* Records from a data collection:

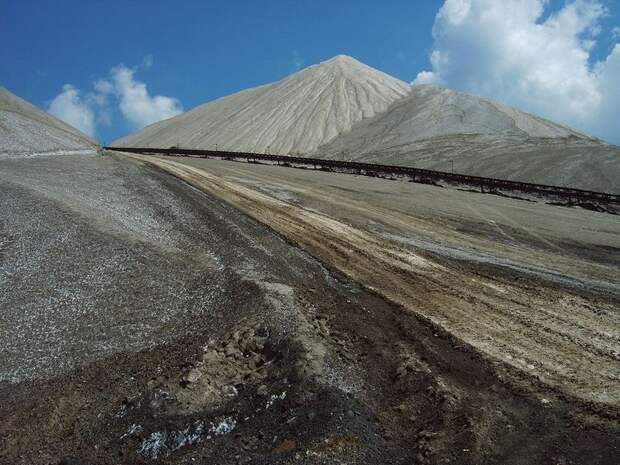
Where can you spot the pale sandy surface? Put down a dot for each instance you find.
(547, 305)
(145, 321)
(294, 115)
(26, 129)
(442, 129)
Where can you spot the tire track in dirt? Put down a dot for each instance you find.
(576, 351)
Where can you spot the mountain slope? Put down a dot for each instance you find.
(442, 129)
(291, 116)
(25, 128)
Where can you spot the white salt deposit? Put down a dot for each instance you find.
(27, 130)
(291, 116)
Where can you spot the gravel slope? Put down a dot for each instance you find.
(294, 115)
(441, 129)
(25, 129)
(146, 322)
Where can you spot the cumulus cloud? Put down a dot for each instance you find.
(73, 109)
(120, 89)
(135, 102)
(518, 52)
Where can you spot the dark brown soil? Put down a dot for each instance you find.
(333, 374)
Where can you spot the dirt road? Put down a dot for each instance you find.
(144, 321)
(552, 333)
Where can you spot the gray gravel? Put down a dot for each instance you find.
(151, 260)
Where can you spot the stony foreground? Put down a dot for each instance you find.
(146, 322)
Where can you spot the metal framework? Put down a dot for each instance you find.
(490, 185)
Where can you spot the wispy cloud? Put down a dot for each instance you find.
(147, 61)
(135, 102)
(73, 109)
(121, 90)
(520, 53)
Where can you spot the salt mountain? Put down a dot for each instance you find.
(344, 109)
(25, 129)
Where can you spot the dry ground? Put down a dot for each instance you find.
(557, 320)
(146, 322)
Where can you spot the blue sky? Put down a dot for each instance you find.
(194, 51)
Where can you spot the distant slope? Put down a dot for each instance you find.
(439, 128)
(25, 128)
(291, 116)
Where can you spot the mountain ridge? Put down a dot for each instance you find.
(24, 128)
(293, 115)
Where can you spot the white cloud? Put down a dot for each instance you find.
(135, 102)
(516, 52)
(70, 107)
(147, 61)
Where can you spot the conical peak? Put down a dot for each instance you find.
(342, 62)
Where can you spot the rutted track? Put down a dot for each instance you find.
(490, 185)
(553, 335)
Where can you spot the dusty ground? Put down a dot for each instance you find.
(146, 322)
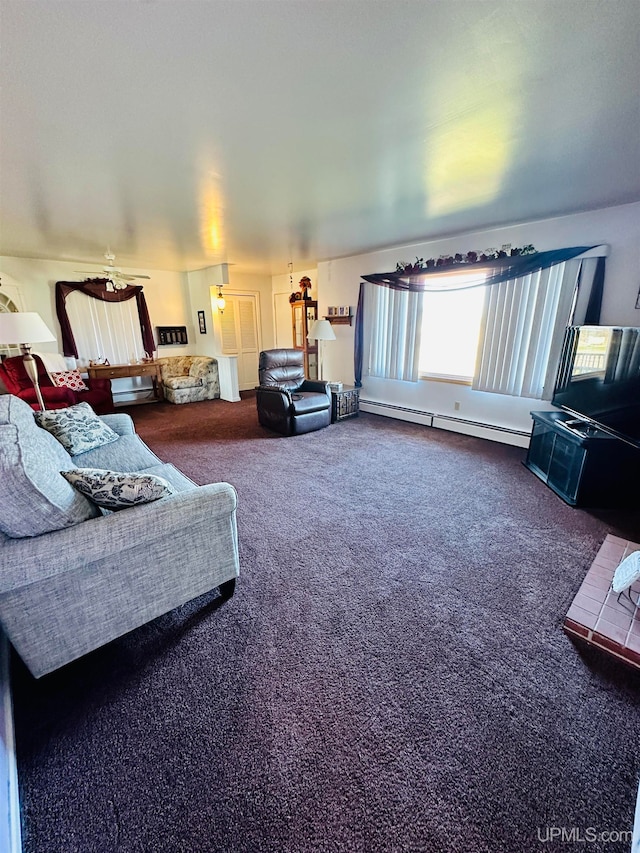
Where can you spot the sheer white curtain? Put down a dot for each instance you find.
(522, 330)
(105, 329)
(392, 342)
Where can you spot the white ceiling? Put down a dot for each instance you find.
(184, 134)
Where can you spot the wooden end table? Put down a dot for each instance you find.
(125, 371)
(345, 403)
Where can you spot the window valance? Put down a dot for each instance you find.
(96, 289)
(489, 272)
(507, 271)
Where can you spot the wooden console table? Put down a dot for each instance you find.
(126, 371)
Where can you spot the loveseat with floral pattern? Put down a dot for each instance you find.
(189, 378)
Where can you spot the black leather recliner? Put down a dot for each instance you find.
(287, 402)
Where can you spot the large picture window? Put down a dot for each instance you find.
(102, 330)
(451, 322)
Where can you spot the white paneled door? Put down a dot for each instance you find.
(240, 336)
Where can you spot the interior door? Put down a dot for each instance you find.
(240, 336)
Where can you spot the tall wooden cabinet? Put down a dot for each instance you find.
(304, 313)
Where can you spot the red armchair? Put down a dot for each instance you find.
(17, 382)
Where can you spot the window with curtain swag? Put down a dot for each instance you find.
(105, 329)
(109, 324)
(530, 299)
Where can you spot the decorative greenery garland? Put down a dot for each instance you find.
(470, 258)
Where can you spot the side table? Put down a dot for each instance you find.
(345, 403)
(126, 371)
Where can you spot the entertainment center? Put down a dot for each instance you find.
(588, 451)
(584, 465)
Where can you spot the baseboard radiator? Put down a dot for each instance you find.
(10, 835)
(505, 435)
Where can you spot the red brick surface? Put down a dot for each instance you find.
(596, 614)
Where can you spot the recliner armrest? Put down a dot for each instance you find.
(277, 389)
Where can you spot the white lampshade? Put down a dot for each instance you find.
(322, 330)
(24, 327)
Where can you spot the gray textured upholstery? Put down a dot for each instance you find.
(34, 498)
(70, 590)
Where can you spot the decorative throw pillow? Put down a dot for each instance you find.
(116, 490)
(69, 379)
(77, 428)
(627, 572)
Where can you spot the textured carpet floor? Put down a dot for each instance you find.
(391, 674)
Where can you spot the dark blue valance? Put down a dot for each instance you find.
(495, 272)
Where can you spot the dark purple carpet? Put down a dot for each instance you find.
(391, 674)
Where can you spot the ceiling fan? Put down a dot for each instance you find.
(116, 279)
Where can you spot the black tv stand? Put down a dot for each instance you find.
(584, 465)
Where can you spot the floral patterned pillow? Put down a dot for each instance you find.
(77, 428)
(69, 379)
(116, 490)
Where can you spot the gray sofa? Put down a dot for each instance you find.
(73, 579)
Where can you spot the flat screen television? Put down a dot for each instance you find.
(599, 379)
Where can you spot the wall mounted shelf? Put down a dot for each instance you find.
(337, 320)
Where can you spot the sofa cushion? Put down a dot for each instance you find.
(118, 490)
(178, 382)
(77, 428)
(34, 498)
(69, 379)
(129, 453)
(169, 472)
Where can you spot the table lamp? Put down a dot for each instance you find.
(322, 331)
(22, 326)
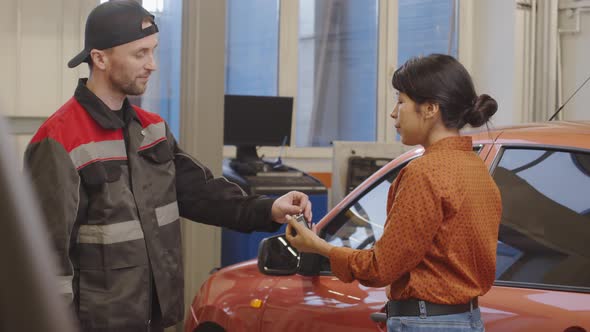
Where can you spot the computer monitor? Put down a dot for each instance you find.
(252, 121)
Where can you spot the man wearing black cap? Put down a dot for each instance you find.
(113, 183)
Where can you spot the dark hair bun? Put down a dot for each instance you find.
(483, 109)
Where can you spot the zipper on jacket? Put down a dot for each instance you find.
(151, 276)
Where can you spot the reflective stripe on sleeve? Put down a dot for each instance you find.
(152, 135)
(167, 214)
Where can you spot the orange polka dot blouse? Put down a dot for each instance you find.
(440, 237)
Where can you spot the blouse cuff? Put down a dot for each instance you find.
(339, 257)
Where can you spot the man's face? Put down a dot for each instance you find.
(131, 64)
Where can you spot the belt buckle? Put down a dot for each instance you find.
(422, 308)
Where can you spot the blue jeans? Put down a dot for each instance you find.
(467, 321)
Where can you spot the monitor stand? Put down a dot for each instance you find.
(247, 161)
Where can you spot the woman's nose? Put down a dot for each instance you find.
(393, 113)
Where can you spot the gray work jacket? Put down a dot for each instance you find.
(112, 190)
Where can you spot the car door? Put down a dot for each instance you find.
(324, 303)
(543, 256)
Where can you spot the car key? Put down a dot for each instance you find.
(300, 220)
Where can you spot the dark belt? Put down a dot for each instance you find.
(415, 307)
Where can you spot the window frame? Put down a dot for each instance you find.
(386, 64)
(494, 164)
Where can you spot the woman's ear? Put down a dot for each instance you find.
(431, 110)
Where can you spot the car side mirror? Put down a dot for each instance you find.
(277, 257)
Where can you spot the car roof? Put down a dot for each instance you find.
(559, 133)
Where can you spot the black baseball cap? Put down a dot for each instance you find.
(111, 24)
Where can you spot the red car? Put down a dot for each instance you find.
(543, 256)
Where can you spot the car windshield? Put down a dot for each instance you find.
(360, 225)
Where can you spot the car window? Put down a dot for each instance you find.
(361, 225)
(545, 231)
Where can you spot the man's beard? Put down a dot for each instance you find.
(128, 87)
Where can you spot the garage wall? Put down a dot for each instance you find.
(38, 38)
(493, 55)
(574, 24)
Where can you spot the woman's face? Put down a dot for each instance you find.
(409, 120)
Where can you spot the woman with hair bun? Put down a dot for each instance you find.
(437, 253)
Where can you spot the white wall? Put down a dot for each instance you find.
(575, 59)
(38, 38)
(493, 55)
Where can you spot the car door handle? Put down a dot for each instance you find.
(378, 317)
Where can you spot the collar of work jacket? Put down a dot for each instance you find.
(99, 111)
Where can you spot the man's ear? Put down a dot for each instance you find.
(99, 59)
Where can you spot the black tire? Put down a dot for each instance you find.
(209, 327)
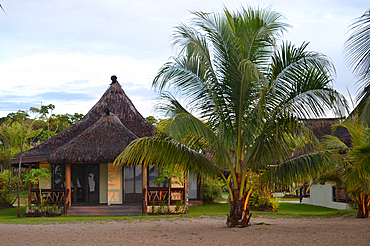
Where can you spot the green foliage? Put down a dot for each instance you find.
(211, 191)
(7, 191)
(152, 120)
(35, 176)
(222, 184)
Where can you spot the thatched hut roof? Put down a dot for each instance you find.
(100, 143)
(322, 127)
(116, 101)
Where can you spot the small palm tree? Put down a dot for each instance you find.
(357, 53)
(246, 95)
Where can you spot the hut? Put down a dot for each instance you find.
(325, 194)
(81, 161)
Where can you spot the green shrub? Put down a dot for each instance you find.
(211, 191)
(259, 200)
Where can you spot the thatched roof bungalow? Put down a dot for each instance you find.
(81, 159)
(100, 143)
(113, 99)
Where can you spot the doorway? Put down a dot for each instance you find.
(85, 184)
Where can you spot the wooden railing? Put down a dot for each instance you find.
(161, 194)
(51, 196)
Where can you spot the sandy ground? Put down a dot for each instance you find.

* Aim:
With pictures omitted, reproduce exactly the lines from the line containing "Where can you spot the garage" through the end of the data above.

* Reply to the task:
Where can you spot the garage wall? Put down a dot for each instance you find.
(38, 38)
(493, 55)
(574, 24)
Where can you spot the woman's face? Put down a dot for each instance you find.
(409, 120)
Where can you spot the woman with hair bun? Put down a dot for each instance you find.
(437, 253)
Where can you spot the white wall? Put down a dot for each instance you find.
(575, 59)
(38, 38)
(493, 55)
Where can you spot the car door handle? Put down a dot for each instance you find.
(378, 317)
Where can you spot the collar of work jacket? Put down a dot for each instance you find.
(99, 111)
Where can you spot the man's ear? Put down a dot for each instance you find.
(99, 59)
Where can you spot the black tire? Put down a dot for each instance you find.
(209, 327)
Where can you spot the green foliage? Put down a dot for each instance you find.
(211, 191)
(7, 191)
(152, 120)
(35, 176)
(222, 184)
Where can you spot the thatched hut roof? Put down a dot for each instance you find.
(100, 143)
(322, 127)
(116, 101)
Where can you spot the small palm tree? Put down a dot for each instance you find.
(357, 53)
(246, 95)
Where can you spot the hut? Put down a dot for each instance you find.
(325, 194)
(81, 161)
Where can you spot the green shrub? Put down a dot for each instance you find.
(211, 191)
(259, 200)
Where can you spot the thatched roof bungalow? Put down a dot for each instance you find.
(81, 159)
(100, 143)
(113, 99)
Where can you spot the doorway? Put down a dot for each instance you find.
(85, 184)
Where can you spot the wooden railing? Put down a dot for each instance you find.
(161, 194)
(51, 196)
Where can you spot the sandy ground? Put down a dot for each instance you find.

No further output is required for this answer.